_Exercises to complete_.
1. Answer these questions about the academic career passage on Roston:
(a) Which college did Roston's Open Classics Scholarship take him to?
(b) In what year did he emigrate to Israel?
(c) What post did he hold at Bar-Ilan University in 1988–90?
2. Can you pick up the academic career passage on Roston after its final sentence and continue it?

_Page extract_.

==Academic career==
Roston won the Open Classics Scholarship to Queens' College, Cambridge, and after obtaining a degree in classics, transferred to English literature for a PhD from the University of London. He taught English, Hebrew and Classics at Carmel College (Oxfordshire), and emigrated to Israel in 1956, to a position at Bar Ilan University where he is now Emeritus Professor of English. Roston taught a number of times as a visiting professor at Stanford University, as well as at the University of Virginia. In 1988–90 he was appointed Dean of Humanities Faculty at Bar-Ilan University. In 1996, he was appointed to the permanent faculty at UCLA as adjunct professor, and subsequently taught there every third year, while retaining his position in Israel. Roston is a member of numerous Editorial and Advisory Boards and he was a member of Academic Council, and Director of Humanities Program, of Open University of Israel.

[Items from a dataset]
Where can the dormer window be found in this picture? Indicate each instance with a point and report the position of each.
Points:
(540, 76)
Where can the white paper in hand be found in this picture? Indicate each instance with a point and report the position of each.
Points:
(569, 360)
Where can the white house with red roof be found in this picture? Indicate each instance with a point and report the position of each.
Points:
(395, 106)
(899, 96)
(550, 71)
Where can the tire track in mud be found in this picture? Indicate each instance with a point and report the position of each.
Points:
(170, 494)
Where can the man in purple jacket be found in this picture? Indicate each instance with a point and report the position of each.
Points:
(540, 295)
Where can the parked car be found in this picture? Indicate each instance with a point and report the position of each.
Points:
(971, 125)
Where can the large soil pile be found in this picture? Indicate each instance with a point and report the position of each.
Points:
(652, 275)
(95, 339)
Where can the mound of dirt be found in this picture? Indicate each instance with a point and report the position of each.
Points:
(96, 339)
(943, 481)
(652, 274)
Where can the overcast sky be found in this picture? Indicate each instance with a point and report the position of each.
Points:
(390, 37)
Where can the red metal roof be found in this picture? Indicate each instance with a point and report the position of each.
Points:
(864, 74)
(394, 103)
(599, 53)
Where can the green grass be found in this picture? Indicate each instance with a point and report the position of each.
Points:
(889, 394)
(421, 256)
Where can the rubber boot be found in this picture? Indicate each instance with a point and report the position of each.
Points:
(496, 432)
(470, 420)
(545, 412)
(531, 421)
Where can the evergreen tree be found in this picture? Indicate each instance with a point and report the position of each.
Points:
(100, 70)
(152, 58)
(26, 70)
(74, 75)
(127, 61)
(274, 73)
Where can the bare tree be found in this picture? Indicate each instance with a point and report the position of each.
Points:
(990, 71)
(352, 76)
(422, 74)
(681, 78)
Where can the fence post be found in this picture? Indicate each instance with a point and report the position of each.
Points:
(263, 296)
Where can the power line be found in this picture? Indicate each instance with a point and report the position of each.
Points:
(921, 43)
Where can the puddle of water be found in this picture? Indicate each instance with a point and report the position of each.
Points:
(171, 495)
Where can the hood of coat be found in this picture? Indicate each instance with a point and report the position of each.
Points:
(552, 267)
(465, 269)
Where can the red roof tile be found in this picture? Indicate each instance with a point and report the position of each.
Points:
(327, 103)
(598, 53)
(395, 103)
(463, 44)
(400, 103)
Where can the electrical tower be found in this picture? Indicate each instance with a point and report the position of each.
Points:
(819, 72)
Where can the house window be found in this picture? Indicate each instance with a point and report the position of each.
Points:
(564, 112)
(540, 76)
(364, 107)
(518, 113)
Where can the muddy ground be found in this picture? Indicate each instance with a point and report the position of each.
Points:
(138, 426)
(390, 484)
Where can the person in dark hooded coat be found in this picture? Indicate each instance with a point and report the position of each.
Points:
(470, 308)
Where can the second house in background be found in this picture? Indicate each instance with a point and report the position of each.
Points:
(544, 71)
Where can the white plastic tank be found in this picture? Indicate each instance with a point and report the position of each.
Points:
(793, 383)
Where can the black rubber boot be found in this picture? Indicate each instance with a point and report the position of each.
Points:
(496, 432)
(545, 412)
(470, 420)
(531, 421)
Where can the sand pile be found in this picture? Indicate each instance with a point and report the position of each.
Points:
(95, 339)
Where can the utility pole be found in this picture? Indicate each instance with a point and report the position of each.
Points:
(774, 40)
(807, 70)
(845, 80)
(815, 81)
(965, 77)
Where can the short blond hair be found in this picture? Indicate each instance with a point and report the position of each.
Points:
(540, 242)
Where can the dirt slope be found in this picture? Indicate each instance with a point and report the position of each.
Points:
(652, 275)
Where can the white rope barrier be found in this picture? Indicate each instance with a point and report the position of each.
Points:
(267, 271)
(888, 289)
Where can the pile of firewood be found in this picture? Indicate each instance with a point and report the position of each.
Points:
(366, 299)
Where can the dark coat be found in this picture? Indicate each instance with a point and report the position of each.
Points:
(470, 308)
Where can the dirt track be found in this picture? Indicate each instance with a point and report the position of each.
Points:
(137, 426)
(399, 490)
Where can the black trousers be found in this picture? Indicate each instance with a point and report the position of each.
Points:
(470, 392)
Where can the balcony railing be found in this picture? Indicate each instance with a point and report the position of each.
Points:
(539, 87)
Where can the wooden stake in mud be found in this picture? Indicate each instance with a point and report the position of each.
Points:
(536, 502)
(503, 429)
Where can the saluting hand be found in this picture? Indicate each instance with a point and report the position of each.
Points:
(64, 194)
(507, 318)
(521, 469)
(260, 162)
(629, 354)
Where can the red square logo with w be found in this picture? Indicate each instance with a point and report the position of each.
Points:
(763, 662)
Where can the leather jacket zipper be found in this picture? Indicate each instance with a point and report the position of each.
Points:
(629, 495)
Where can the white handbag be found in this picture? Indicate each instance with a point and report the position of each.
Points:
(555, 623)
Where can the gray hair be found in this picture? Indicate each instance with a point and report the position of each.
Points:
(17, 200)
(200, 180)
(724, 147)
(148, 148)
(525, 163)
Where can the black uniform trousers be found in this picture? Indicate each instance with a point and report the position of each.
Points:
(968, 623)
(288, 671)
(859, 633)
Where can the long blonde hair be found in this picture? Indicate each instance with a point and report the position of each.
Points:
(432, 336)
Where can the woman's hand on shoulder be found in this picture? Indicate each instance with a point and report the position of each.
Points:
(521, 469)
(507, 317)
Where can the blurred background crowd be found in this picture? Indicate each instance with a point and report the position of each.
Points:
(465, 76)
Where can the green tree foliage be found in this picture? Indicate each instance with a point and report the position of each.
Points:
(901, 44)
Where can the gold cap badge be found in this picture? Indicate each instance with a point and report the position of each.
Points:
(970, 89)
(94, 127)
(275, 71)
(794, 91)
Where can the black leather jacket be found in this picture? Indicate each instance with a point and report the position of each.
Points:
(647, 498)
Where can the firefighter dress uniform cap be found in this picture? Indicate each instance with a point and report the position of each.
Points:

_Responses for each task_.
1.
(a) Queens' College, Cambridge
(b) 1956
(c) Dean of Humanities Faculty

2.
==Research==
Roston is an interdisciplinary scholar, author of a series of books examining how a knowledge of contemporary changes in the visual arts can illumine our understanding of parallel developments in literature. His Changing Perspectives in literature and the visual arts was rated 'Outstanding' by Choice, described there as: "A sumptuous book ... of paramount significance to literary studies, to cultural and art history, and to aesthetics". Milton and the Baroque was similarly described by the Times Literary Supplement as: "a study which itself partakes of the power and brilliance of his subject". He has published six books on the interrelationship with the arts, as well as a number of other books on themes ranging from the Renaissance to the 20th-century. His most recent book, The Comic Mode in English Literature, was rated, in Choice's annual review, one of the Outstanding Academic titles of 2012.

==Published works==
- Prophet and Poet: the Bible and the Growth of Romanticism. 204 pages. UK: Faber & Faber; US: Northwestern University Press, 1965. Arden reprint 1979.
- Biblical drama in England: from the Middle Ages to the Present Day. 335 pages. UK: Faber & Faber; US: Northwestern University Press, 1968.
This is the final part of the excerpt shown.